* [What is required]:
Rewrite the listing below with every "Note to the class" replaced by "Note to the group", keeping everything else unchanged.

* [Records to process]:
--- --- ---

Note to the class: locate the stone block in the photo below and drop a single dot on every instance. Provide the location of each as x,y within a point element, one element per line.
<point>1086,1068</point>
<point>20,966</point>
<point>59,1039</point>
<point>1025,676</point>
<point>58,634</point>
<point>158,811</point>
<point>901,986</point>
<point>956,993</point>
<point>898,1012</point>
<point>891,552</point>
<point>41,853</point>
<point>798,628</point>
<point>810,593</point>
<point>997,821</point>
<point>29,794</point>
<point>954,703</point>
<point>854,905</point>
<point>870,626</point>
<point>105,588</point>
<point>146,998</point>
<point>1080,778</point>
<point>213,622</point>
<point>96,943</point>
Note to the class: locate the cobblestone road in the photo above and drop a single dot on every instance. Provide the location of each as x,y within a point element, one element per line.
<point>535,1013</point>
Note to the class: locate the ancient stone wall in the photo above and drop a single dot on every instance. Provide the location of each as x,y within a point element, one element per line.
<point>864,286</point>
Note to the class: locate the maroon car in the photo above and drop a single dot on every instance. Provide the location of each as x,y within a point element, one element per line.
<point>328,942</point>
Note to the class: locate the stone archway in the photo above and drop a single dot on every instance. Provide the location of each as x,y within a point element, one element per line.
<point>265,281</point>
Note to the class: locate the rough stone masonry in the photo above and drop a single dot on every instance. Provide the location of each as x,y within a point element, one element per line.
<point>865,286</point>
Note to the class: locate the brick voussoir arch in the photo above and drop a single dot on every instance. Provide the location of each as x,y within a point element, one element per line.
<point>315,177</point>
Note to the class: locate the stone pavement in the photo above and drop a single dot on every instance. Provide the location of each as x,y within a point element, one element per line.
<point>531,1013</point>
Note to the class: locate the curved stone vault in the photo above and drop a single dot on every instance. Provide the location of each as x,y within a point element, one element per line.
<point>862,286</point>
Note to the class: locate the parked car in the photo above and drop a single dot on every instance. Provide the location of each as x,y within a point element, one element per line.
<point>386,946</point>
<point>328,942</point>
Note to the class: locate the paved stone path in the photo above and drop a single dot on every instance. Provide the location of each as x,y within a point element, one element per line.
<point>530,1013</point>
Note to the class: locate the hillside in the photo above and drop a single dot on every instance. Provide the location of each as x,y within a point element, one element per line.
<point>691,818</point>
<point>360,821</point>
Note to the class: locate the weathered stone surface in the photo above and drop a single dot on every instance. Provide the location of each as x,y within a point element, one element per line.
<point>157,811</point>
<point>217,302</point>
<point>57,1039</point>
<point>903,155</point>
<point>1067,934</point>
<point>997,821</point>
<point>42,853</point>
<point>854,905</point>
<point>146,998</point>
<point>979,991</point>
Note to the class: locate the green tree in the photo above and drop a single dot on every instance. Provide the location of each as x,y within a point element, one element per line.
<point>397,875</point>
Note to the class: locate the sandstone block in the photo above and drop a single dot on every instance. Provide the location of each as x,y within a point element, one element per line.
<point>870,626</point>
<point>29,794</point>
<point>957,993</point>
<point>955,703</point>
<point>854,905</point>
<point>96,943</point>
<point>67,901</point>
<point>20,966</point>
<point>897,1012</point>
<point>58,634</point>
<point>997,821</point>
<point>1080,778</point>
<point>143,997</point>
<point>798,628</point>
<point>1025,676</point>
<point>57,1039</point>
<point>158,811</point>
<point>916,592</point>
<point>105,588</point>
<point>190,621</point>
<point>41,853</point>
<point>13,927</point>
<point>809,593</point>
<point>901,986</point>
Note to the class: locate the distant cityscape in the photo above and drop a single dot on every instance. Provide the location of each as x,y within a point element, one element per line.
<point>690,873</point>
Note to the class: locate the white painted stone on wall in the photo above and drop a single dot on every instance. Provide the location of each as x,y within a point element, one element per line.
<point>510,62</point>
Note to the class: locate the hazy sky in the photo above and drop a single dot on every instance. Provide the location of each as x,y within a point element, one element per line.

--- --- ---

* [Solution to this exercise]:
Note to the group: locate the stone block in the photo below and drop a single dot on every instance. Provide the location of each as x,y within a point element, one element per line.
<point>1086,1068</point>
<point>20,966</point>
<point>59,1039</point>
<point>1025,676</point>
<point>58,634</point>
<point>158,811</point>
<point>901,986</point>
<point>956,993</point>
<point>898,1012</point>
<point>891,552</point>
<point>41,853</point>
<point>798,628</point>
<point>810,593</point>
<point>997,821</point>
<point>29,794</point>
<point>954,703</point>
<point>854,905</point>
<point>870,626</point>
<point>105,588</point>
<point>146,998</point>
<point>1080,778</point>
<point>213,622</point>
<point>96,943</point>
Note to the group: locate the cobblestone road in the photo above and drop a single dot on every instance. Provide the location of each as x,y within a point element, one element per line.
<point>535,1013</point>
Note to the group: locate the ancient stone wall in the photo above and drop a single dot on every instance. Provide the location of each as x,y within a point element, one element per line.
<point>864,286</point>
Note to the group: locate the maroon car in the photo above and drop a single dot on every instance. Provide the location of each as x,y within a point element, one element per line.
<point>328,942</point>
Note to the group: locate the stone archway in the photo above and drop a single dot on every instance. Provide the location of each as x,y within a point element, one element per line.
<point>265,281</point>
Note to the group: locate the rough stone masonry in the photo above and drop a single dot on every instance. Provide the location of each as x,y within a point element, one element per line.
<point>865,286</point>
Note to the group: locate the brick voussoir arch in the photo above and drop a single dot on every instance. Provide the location of each as x,y within a point element, one element per line.
<point>315,177</point>
Note to the group: locate the stone pavement in the photo above and drop a single dot on every instance. Provide the location of each as x,y within a point element, one element per line.
<point>531,1013</point>
Note to the group: locate the curved stone vault in the photo above and drop a single dot on every instance. Provide the location of each as x,y within a point element, one element per line.
<point>862,286</point>
Note to the group: locate the parked car in the photo above and drop a single dot on every instance. Provide the location of each as x,y within a point element, one element per line.
<point>386,946</point>
<point>328,942</point>
Note to the group: locate the paved stone path in the photo above and drop a single dot on every instance. Provide the location of each as x,y within a point element, one element per line.
<point>530,1013</point>
Note to the group: locate the hillside in the photo above and drop a single dot on every instance. Provide the location of each as x,y within a point element, one element per line.
<point>691,818</point>
<point>360,821</point>
Note to the group: locate the weathered stone surface in the photo above and drop a single dot on every instance. Provide the location of each as x,y within a point element, one element per line.
<point>157,811</point>
<point>217,302</point>
<point>57,1039</point>
<point>903,155</point>
<point>1067,934</point>
<point>997,821</point>
<point>42,853</point>
<point>854,905</point>
<point>146,998</point>
<point>979,991</point>
Note to the group: locate the green tree in the photo above and drop a single dot on every instance. Provide the location of each as x,y within a point element, one element per line.
<point>397,875</point>
Note to the group: locate the sandstone block in the photo above and drop a single dot on every instance. Provide the location of each as x,y within a point element, one element per line.
<point>870,626</point>
<point>29,794</point>
<point>957,993</point>
<point>955,703</point>
<point>854,905</point>
<point>96,943</point>
<point>67,901</point>
<point>20,966</point>
<point>897,1012</point>
<point>58,634</point>
<point>997,821</point>
<point>1080,778</point>
<point>143,997</point>
<point>798,628</point>
<point>1025,676</point>
<point>57,1039</point>
<point>158,811</point>
<point>916,592</point>
<point>105,588</point>
<point>190,621</point>
<point>41,853</point>
<point>13,927</point>
<point>809,593</point>
<point>901,986</point>
Note to the group: locate the distant cityscape in the photo above and drop a single dot on every instance. Provide the location of each as x,y within a point element, one element per line.
<point>690,873</point>
Note to the group: locate the white painted stone on wall in the photo above and drop a single dot on every instance. Provide the location of each as x,y within a point element, one element per line.
<point>510,62</point>
Note to the group: locate the hazy sky in the photo above and drop a single dot on every instance. Provide the location of each as x,y within a point element, one element per line.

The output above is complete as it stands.